Task instructions:
A - In the passage on teens moving from pediatric to adult healthcare, rewrite the portion between "Now as teens" and "and complex lives.", inclusive, changing "encouragement" to "support".
B - According to the passage on teens moving from pediatric to adult healthcare, what do young adults have to leave when they transition into adult healthcare?
C - For each statement, say whether it agrees with the passage on teens moving from pediatric to adult healthcare, and quote the words that decide it. (i) Teens in pediatric medical settings are usually encouraged to have a voice in their healthcare. (ii) In pediatrics, teens have always had their family members with them. (iii) The world of adult healthcare is designed for younger individuals.

┌─ Exercise text

Now as teens and young adults, they have a full comprehension of what they are missing out on in life, everything in their life that has been forced to change and all the clubs, sports and activities they have needed to give up for their health. Due to this understanding, teen pediatrics is different from their younger counterparts because the removal of choice allows them to dwell on all the ways their illnesses and injuries have traumatically affected their ‘normal’ teenage lifestyle. The teens and young adults in pediatric medical settings oftentimes lack the encouragement to have a voice in their healthcare, and an active role in the structure of their treatment plans within their constantly evolving and complex lives.
It is the transition into adult healthcare, with a new team of doctors, that can bring new anxiety and stress for these young adults because they have to leave the comfort and safety of medical clinicians who are well-versed in their medical history and start over with individuals completely new to them. Add on the new physical aesthetic of adult hospitals and outpatient offices and the emphasis on patient control that continues to make young people feel out of place. They have always had the safety of their family members with them in pediatrics and now adult healthcare flips the switch and assumes these teens/young adults are completely educated on their medical history, understand their health insurance and have perfect ability to answer questions and comprehend suggestions. These young adults are now the sole owner of their medical story and thrust into the driver’s seat, into a world that is designed for older individuals.

└─
┌─ Extracted information

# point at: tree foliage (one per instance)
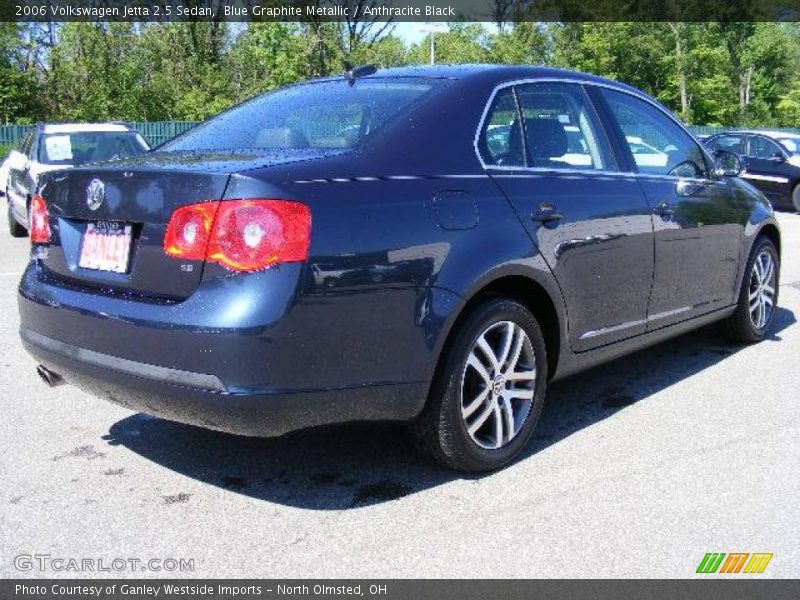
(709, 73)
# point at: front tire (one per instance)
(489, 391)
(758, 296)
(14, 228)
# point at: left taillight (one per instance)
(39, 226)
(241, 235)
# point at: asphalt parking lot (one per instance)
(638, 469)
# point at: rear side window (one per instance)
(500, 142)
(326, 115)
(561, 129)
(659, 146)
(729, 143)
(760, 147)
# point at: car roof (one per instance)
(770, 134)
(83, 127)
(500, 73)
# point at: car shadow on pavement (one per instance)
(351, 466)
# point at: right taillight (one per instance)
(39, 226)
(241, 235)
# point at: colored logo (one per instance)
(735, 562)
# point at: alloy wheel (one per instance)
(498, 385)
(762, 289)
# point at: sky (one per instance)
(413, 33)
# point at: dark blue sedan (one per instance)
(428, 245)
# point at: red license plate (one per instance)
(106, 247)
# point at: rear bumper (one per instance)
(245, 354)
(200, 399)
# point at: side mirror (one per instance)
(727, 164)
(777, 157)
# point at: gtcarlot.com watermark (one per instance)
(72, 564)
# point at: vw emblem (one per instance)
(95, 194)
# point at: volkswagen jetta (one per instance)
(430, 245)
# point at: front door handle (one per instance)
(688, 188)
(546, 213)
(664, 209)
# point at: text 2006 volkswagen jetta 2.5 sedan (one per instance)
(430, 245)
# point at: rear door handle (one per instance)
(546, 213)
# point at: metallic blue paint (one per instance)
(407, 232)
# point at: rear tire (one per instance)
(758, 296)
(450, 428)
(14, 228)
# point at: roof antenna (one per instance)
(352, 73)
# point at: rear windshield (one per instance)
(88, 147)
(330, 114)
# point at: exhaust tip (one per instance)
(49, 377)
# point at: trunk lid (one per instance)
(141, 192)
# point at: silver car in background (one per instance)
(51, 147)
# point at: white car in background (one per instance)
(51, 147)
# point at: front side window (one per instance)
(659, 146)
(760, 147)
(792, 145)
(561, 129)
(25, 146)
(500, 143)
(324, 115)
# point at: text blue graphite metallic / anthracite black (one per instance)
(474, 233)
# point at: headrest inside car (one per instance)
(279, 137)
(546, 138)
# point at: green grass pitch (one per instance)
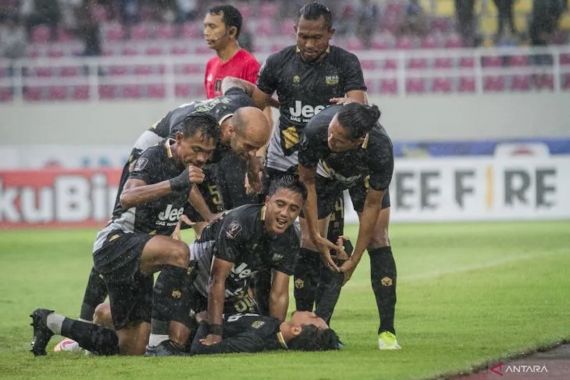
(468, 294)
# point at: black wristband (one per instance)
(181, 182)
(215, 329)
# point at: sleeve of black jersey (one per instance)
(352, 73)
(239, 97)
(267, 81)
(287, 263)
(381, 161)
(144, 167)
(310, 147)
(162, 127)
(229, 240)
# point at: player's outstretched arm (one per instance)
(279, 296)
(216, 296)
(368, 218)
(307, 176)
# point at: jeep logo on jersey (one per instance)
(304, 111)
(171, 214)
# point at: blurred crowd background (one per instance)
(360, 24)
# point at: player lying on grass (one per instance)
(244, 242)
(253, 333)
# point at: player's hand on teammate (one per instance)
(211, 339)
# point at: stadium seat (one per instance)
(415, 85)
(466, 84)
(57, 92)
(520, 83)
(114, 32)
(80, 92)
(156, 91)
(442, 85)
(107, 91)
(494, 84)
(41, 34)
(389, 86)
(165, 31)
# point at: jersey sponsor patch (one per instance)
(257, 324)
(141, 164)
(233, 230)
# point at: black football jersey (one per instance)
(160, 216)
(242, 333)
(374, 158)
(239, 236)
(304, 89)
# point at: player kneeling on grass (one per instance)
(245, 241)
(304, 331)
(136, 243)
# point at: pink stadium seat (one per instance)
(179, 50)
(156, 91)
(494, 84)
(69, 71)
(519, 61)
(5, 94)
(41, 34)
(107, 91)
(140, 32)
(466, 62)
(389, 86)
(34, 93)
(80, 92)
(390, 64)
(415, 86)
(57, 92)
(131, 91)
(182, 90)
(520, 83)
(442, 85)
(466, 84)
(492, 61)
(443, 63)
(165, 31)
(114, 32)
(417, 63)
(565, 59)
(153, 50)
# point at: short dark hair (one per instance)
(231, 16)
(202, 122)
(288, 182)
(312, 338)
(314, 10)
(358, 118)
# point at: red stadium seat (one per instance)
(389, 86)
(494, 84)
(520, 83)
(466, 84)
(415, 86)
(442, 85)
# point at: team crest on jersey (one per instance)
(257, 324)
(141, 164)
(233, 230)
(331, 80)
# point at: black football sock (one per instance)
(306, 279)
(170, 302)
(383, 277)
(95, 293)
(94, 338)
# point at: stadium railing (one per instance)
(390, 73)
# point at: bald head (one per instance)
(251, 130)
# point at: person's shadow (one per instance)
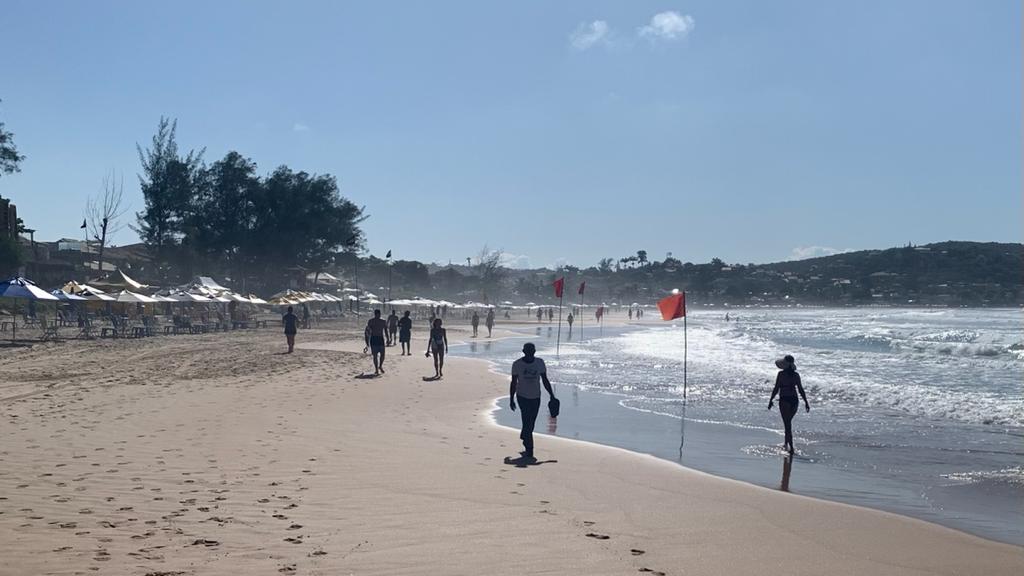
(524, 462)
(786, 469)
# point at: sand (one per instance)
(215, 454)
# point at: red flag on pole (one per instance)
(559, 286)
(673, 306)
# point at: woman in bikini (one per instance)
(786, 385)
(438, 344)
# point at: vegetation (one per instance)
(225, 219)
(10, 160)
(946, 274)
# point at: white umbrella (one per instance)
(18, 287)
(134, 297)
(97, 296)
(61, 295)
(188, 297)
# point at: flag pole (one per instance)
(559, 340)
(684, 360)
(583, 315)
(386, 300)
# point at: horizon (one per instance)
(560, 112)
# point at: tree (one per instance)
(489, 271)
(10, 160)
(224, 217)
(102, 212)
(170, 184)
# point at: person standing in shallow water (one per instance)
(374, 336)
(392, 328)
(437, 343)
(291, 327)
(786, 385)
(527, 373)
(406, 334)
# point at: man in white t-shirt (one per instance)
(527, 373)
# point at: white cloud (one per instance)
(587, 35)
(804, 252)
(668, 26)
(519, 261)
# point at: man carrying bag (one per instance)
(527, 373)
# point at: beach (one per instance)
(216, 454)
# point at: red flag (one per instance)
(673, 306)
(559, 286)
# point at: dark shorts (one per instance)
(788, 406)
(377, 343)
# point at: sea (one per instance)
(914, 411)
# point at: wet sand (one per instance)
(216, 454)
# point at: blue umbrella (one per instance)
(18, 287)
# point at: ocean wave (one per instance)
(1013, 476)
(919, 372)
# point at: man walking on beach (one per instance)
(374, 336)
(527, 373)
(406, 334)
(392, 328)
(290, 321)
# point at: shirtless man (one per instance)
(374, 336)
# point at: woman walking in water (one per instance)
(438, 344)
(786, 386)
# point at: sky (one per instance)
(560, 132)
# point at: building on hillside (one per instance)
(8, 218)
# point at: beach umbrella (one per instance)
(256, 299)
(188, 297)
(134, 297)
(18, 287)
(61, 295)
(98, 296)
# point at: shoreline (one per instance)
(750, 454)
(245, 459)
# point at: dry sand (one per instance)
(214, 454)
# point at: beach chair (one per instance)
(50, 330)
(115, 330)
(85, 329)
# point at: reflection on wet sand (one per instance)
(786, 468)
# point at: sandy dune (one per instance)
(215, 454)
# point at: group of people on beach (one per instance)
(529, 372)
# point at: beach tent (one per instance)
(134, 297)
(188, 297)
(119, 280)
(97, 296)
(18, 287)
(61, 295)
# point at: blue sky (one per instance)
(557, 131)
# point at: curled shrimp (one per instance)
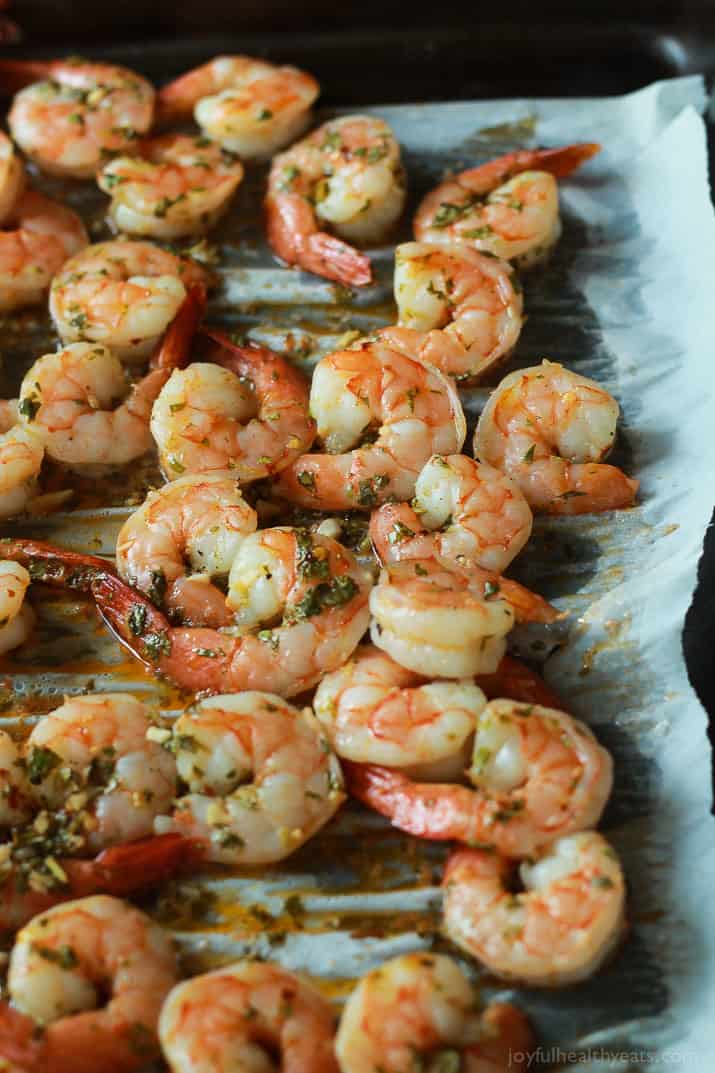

└─

Task results:
A -
Now as teens and young adults, they have a full comprehension of what they are missing out on in life, everything in their life that has been forced to change and all the clubs, sports and activities they have needed to give up for their health. Due to this understanding, teen pediatrics is different from their younger counterparts because the removal of choice allows them to dwell on all the ways their illnesses and injuries have traumatically affected their ‘normal’ teenage lifestyle. The teens and young adults in pediatric medical settings oftentimes lack the support to have a voice in their healthcare, and an active role in the structure of their treatment plans within their constantly evolving and complex lives.

B - They have to leave the comfort and safety of medical clinicians who are well-versed in their medical history.

C -
(i) No: "oftentimes lack the encouragement to have a voice in their healthcare"
(ii) Yes: "They have always had the safety of their family members with them in pediatrics"
(iii) No: "a world that is designed for older individuals"